# WHAT THIS TASK INVOLVES
Repeat every record below exactly as written.

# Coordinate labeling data
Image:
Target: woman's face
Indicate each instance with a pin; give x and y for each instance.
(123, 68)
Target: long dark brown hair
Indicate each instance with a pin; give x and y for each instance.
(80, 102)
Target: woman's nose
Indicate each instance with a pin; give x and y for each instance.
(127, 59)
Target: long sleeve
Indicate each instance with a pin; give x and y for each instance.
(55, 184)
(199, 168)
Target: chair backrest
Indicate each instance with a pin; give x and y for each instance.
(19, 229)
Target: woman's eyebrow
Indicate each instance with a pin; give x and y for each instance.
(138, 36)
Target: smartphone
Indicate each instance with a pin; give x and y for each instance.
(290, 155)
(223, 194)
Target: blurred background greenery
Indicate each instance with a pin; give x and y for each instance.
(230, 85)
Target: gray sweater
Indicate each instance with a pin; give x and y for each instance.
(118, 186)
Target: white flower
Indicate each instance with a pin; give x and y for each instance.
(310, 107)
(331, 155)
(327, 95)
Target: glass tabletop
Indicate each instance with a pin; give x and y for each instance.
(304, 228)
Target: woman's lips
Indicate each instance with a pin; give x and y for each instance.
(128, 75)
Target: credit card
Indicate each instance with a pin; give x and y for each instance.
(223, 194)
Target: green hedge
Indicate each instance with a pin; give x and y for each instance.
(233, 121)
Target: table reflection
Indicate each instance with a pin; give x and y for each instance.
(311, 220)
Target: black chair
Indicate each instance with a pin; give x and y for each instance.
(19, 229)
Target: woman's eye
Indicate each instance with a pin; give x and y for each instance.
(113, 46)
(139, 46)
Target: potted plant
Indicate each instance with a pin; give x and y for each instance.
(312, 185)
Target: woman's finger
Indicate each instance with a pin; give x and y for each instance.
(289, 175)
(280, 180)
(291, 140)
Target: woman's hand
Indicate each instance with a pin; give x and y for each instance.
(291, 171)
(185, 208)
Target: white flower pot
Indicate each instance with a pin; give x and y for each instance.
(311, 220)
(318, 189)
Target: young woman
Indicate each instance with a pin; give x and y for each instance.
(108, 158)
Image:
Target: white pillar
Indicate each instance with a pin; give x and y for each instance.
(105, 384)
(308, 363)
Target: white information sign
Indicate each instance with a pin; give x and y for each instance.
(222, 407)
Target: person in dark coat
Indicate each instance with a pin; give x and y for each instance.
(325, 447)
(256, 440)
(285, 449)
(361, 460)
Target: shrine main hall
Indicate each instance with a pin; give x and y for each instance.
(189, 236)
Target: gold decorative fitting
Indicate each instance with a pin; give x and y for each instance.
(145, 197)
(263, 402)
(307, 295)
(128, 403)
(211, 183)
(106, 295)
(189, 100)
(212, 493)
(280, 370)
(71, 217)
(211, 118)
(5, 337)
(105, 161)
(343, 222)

# TASK RESULT
Image:
Target: woman's face
Indicate each instance with a pin; give x and y for each instance.
(123, 68)
Target: long dark brown hair
Indicate each instance with a pin; give x and y for each instance.
(80, 102)
Target: woman's nose
Indicate each instance with a pin; give x and y for each instance.
(127, 59)
Target: long sleeve
Indicate each instance with a pin; give x and y for each instance.
(55, 184)
(199, 168)
Target: chair backrest
Indicate each instance with a pin; give x and y for each instance.
(19, 229)
Target: woman's eyebrow
Indicate each instance with a pin; give x and y for each instance.
(138, 36)
Target: smartphone
Indicate each instance with a pin; give x and y for each instance.
(290, 155)
(223, 194)
Target: blurred background greenery
Indicate each instance with a pin; give x and y for each instance.
(230, 85)
Target: gray sweater
Indicate each instance with a pin; give x and y for each instance.
(118, 186)
Target: white flower
Indicate each instance with a pin; give x and y for each instance.
(310, 107)
(331, 155)
(327, 95)
Target: glass tabletop
Indicate each instance with a pin; give x and y for each instance.
(304, 228)
Target: woman's lips
Indicate each instance with a pin; give x and y for each instance.
(128, 75)
Target: credit card
Indicate each instance with a pin; give x and y for each instance.
(223, 194)
Target: green hedge
Indicate each instance with a pin; give x and y for each instance.
(233, 121)
Target: table reflection
Indicate each instance with a pin; give x and y for each instance.
(311, 220)
Target: black chair
Indicate each instance with a pin; give x and y for each instance.
(19, 229)
Target: woman's eye
Indicate each instance with a pin; give x and y for each instance.
(113, 46)
(139, 46)
Target: potted plant
Indicate each instance with a pin; give x and y for each instance.
(312, 185)
Target: woman's finger
Indicate each instance with a pin; give x and y for each instance.
(289, 175)
(280, 180)
(291, 140)
Target: woman's hand
Indicate each instance with a pin; give x and y for each instance.
(291, 171)
(185, 208)
Target: white flower pot
Indicate each instance with a pin; give x and y for each instance.
(311, 220)
(318, 189)
Target: young woman
Indicate each instance with a pin; give x and y for each instance.
(108, 158)
Image:
Target: white pillar
Indicate each instance with a pin; give x and y for each instance.
(105, 384)
(308, 363)
Target: white information sign
Indicate each instance with a pin; give x and y for each instance.
(222, 407)
Target: person in dark coat
Indicate each instance with a pin; give x and y for each instance.
(325, 447)
(256, 440)
(285, 449)
(361, 460)
Target: shrine main hall
Indicate each instance with a pin; give x and y for each instance.
(189, 236)
Target: gold decorative fitting
Indicate each instance with a pin; give x and y for each instance.
(145, 197)
(263, 402)
(307, 295)
(128, 403)
(211, 183)
(106, 295)
(189, 100)
(212, 493)
(280, 370)
(71, 217)
(211, 118)
(5, 337)
(105, 161)
(343, 222)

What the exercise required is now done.